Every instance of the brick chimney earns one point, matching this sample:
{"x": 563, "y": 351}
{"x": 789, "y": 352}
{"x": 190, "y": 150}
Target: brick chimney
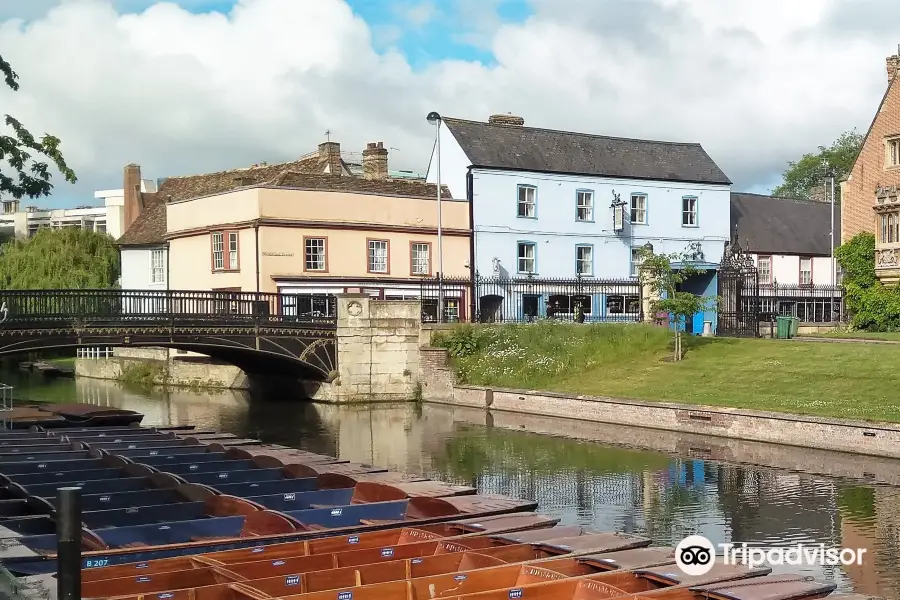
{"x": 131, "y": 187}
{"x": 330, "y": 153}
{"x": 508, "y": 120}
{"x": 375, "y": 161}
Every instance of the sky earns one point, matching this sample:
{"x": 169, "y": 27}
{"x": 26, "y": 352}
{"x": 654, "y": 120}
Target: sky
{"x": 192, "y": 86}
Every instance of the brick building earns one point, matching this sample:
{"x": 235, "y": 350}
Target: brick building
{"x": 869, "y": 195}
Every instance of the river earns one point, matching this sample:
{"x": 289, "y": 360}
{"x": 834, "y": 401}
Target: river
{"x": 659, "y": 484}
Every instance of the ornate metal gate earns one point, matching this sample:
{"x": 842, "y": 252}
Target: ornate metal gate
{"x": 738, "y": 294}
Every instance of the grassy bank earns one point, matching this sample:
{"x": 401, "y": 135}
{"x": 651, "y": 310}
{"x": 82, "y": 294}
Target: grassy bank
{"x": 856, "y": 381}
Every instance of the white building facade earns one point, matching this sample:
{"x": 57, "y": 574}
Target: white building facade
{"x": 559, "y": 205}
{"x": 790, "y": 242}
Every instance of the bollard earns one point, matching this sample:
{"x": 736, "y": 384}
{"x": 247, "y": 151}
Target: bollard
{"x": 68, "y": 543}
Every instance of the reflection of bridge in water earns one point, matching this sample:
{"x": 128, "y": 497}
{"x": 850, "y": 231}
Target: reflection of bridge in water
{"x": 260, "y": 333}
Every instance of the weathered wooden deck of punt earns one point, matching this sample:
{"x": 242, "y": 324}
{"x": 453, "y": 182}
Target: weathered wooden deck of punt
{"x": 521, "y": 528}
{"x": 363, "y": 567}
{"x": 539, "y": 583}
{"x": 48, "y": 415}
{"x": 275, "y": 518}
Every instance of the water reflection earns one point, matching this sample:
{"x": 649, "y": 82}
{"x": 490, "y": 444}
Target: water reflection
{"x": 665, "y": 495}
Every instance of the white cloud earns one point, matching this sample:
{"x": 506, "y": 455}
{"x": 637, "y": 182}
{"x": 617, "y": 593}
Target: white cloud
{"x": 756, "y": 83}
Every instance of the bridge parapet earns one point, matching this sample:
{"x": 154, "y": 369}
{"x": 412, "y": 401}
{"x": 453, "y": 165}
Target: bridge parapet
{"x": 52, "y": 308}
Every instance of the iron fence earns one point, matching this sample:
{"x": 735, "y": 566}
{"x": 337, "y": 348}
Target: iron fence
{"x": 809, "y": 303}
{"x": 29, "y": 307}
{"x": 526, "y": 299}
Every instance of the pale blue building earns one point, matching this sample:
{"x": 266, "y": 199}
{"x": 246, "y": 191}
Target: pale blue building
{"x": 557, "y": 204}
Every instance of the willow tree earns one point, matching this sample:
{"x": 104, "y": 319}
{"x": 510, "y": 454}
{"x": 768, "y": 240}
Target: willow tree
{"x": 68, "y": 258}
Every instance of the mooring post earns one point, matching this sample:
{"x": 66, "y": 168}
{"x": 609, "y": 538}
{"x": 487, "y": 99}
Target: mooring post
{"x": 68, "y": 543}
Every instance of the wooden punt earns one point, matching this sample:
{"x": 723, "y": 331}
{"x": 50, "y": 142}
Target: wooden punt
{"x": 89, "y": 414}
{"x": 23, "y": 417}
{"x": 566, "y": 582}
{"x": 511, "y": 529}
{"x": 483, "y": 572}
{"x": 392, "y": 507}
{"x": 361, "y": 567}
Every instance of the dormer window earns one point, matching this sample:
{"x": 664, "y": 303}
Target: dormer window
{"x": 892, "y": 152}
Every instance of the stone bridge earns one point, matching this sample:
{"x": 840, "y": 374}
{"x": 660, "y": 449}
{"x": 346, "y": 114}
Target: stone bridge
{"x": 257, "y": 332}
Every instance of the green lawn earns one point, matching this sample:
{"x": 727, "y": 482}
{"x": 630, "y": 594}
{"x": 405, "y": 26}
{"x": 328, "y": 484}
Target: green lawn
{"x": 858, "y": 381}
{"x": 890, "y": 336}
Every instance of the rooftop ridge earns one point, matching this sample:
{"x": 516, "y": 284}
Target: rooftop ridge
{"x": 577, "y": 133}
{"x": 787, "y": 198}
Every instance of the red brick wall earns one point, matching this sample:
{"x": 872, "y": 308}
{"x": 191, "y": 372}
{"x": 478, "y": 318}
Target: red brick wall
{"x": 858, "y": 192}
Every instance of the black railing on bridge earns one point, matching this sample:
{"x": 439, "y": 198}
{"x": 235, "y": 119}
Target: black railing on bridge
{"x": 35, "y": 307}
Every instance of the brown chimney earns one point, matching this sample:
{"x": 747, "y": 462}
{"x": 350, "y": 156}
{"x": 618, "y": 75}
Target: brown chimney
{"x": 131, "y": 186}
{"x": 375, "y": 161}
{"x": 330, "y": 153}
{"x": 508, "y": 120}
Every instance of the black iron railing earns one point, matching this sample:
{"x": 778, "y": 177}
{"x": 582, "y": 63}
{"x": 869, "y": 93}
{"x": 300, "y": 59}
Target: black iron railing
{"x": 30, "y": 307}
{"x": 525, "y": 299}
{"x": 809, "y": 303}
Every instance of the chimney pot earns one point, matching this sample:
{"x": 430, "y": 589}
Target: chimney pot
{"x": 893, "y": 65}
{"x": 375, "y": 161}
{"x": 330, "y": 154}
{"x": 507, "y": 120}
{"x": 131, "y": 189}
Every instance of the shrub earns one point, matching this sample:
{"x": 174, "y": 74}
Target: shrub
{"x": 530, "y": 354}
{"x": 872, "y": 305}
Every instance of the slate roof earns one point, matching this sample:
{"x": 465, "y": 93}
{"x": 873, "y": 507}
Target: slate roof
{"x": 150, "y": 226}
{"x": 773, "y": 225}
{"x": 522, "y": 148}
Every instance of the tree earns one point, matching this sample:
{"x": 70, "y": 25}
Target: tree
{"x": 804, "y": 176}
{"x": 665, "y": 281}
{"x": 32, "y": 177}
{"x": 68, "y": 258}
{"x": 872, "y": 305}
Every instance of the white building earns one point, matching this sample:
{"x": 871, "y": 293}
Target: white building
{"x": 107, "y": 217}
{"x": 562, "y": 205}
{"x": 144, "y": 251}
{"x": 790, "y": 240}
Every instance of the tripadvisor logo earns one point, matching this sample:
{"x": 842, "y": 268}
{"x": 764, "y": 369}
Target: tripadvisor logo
- - - -
JOB:
Print from the line containing "Every instance of the green" to the last line above, exactly as written.

ANSWER BELOW:
Every instance of the green lawn earns one point, matching this sample:
{"x": 727, "y": 482}
{"x": 630, "y": 594}
{"x": 405, "y": 26}
{"x": 328, "y": 484}
Target: green lawn
{"x": 858, "y": 381}
{"x": 890, "y": 336}
Every instance of the rooftop ridge earns one point, matching this sample:
{"x": 516, "y": 284}
Target: rooftop ridge
{"x": 577, "y": 133}
{"x": 787, "y": 198}
Every instance of the red brick wall earns one point, matching this sample:
{"x": 872, "y": 308}
{"x": 191, "y": 372}
{"x": 478, "y": 318}
Target: red brick wall
{"x": 858, "y": 192}
Every instance of the black railing on bridge earns one point, matching this sample:
{"x": 439, "y": 198}
{"x": 235, "y": 119}
Target: black railing on bridge
{"x": 35, "y": 307}
Every instance of the brown chimney earns one point, matching this sample:
{"x": 747, "y": 462}
{"x": 350, "y": 156}
{"x": 618, "y": 75}
Target: brown chimney
{"x": 131, "y": 186}
{"x": 375, "y": 161}
{"x": 330, "y": 153}
{"x": 508, "y": 120}
Every instance of the black iron railing earns one point, matching this sample:
{"x": 778, "y": 177}
{"x": 582, "y": 63}
{"x": 869, "y": 93}
{"x": 300, "y": 59}
Target: black iron railing
{"x": 30, "y": 307}
{"x": 525, "y": 299}
{"x": 809, "y": 303}
Every instance of the chimney pot earns one point, matching this sample:
{"x": 430, "y": 589}
Target: chimney pot
{"x": 893, "y": 65}
{"x": 375, "y": 161}
{"x": 330, "y": 154}
{"x": 507, "y": 120}
{"x": 131, "y": 189}
Every instance of the shrub earns one point, matching this sample:
{"x": 174, "y": 74}
Target: shrub
{"x": 530, "y": 354}
{"x": 872, "y": 305}
Every instance of the slate roof earns one point, matching this sample:
{"x": 465, "y": 93}
{"x": 873, "y": 507}
Target: slate roof
{"x": 150, "y": 226}
{"x": 773, "y": 225}
{"x": 522, "y": 148}
Every instance of the tree earns one point, matching this sample:
{"x": 70, "y": 25}
Target: tree
{"x": 804, "y": 176}
{"x": 665, "y": 281}
{"x": 32, "y": 177}
{"x": 68, "y": 258}
{"x": 872, "y": 305}
Every instance of the white building earns one point, matching this sample:
{"x": 871, "y": 293}
Target: white building
{"x": 107, "y": 217}
{"x": 562, "y": 205}
{"x": 144, "y": 251}
{"x": 790, "y": 240}
Every instance of the tripadvisor logo earns one point, matching this sample:
{"x": 842, "y": 268}
{"x": 764, "y": 369}
Target: tripadvisor logo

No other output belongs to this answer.